Location identification entries
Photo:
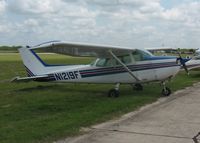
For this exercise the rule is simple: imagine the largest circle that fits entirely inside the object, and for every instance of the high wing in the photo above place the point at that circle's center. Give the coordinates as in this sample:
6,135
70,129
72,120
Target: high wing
81,49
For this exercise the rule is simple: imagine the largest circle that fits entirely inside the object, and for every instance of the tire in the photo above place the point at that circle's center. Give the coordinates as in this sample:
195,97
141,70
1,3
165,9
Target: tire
166,92
138,87
113,93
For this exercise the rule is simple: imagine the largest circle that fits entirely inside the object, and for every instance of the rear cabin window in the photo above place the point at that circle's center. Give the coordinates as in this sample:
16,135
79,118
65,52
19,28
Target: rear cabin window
106,62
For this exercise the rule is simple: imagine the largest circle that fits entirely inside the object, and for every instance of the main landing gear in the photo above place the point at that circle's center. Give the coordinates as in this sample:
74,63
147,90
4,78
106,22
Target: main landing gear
115,91
165,91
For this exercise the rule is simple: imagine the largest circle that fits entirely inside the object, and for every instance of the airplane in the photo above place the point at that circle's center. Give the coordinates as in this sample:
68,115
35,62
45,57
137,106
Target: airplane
113,65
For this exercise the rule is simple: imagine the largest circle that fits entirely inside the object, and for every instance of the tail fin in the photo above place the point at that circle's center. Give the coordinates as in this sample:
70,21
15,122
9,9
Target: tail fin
34,65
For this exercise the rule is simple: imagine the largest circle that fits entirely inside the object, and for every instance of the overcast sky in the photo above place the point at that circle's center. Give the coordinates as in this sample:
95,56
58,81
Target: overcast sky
132,23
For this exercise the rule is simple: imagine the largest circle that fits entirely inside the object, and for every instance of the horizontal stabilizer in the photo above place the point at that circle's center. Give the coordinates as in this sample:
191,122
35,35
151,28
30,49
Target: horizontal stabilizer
27,79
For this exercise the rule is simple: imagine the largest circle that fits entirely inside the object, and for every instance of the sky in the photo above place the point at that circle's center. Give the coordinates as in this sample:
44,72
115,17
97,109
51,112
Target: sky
125,23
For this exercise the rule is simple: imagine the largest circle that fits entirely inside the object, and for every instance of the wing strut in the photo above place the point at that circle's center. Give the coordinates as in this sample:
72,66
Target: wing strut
125,67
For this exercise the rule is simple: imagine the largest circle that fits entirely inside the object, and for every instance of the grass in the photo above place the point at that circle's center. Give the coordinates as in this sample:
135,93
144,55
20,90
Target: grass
45,112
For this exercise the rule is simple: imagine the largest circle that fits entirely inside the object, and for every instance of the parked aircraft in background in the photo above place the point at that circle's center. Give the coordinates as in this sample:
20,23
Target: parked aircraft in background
114,65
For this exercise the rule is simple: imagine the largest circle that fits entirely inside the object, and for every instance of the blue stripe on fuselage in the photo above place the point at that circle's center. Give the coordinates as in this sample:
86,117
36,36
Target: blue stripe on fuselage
120,69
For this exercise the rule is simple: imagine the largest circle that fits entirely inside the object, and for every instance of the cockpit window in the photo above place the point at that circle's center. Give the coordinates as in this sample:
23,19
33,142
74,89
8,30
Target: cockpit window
140,55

Work instructions
The material above must be printed exactly, with its pictures left out.

Response to the task
Photo:
For this exercise the rule is simple: imagine the largest circle that fits entirely inside the object, and for every instance of the high wing in the photo above place the point at that circle's center. Give the coordinates as in this sample:
6,135
70,129
72,120
Target: high wing
81,49
For this exercise the rule is simple: imagine the largest circle that fits entirely inside the object, and for every instance of the tire in the photo above place the point at that circle's center. Give the coordinates as in this sample:
195,97
141,70
1,3
165,9
Target: tire
166,92
138,87
113,93
For this exercise the rule is simple: imagine the largest circle that fits entirely inside the object, and for every instance of the rear cabin window in the photo above place the point at that circle's center. Give the coordinates as in this sample:
16,135
79,118
65,52
19,28
Target: rear cabin window
106,62
For this exercise the rule is simple: imagine the largest circle that fits entirely inside the object, and for every instance of the main landing gear in the photo above place the point at that circle's center. Give the coordinates as in this sample:
74,63
147,90
4,78
106,22
Target: main landing gear
115,91
165,91
For this exercise the rule is simple: imagine the largest circle that fits entirely inside the object, and for every instance of the airplane in the photo above place the point at that circle's center. Give the coordinates as in this sample:
68,115
35,62
45,57
137,106
Target: airplane
113,65
For this exercise the rule is simple: imagine the largest circle that fits entirely inside the object, and for every instance of the tail fin in the photo above place the point at that circle's center. Give the coordinates as in this sample:
70,21
15,122
9,9
Target: tail fin
34,65
For this exercise the rule is simple: imagine the largest circle that fits entirely inside the object, and for every instance of the overcast sky in the photo above place the point at that circle's center. Give the coordinates as in this sample:
95,56
58,81
Target: overcast sky
132,23
For this exercise the rule is simple: imagine the largest circle that fits entirely inside the object, and for every instance of the horizontal stabilizer in the photo above place the point at that circle's center. Give the coordinates as in this sample:
191,122
35,35
151,28
30,49
Target: horizontal stabilizer
27,79
For this exercise the rule is simple: imagine the largest circle that fits entirely inside the object, and for every instance of the sky in the photo above place the point at that circle's center. Give the coordinates as in this sample:
44,72
115,17
97,109
51,112
Target: sky
125,23
For this exercise the rule is simple: imagine the largest circle that fits entirely inside the object, and for every instance of the wing strut in the photo above place the point at that circle's center. Give the coordinates as in this sample:
72,66
Target: wing strut
125,67
For this exercise the rule is simple: imagine the largest circle that fits entirely inside the object, and for every instance of the grass in the photo above place the point at that circle's center. Give the coordinates as in this sample:
135,93
144,55
20,90
Target: grass
45,112
For this exercise the rule is simple: imagine the largest circle that fits entirely inside the object, and for every instance of the parked aircraft in background in the photo above place the point at that circle's center. Give the coordinates as in this sample:
20,23
Target: parked aircraft in background
114,65
For this exercise the rule is simple: imagine the largest circle that fits entirely inside the object, and for every instance of the blue stripe on fuselage in the photo above place the point at that circle's center. Give the coordinates as in this sample:
86,117
36,36
Target: blue stripe on fuselage
120,69
For this exercise the rule is simple: imagine the largest circle that fits entirely inside the object, and for every instance of the cockpit window in the photo above place the point at that circle's center. Give the coordinates as in this sample:
23,19
33,142
74,89
8,30
Target: cockpit window
140,55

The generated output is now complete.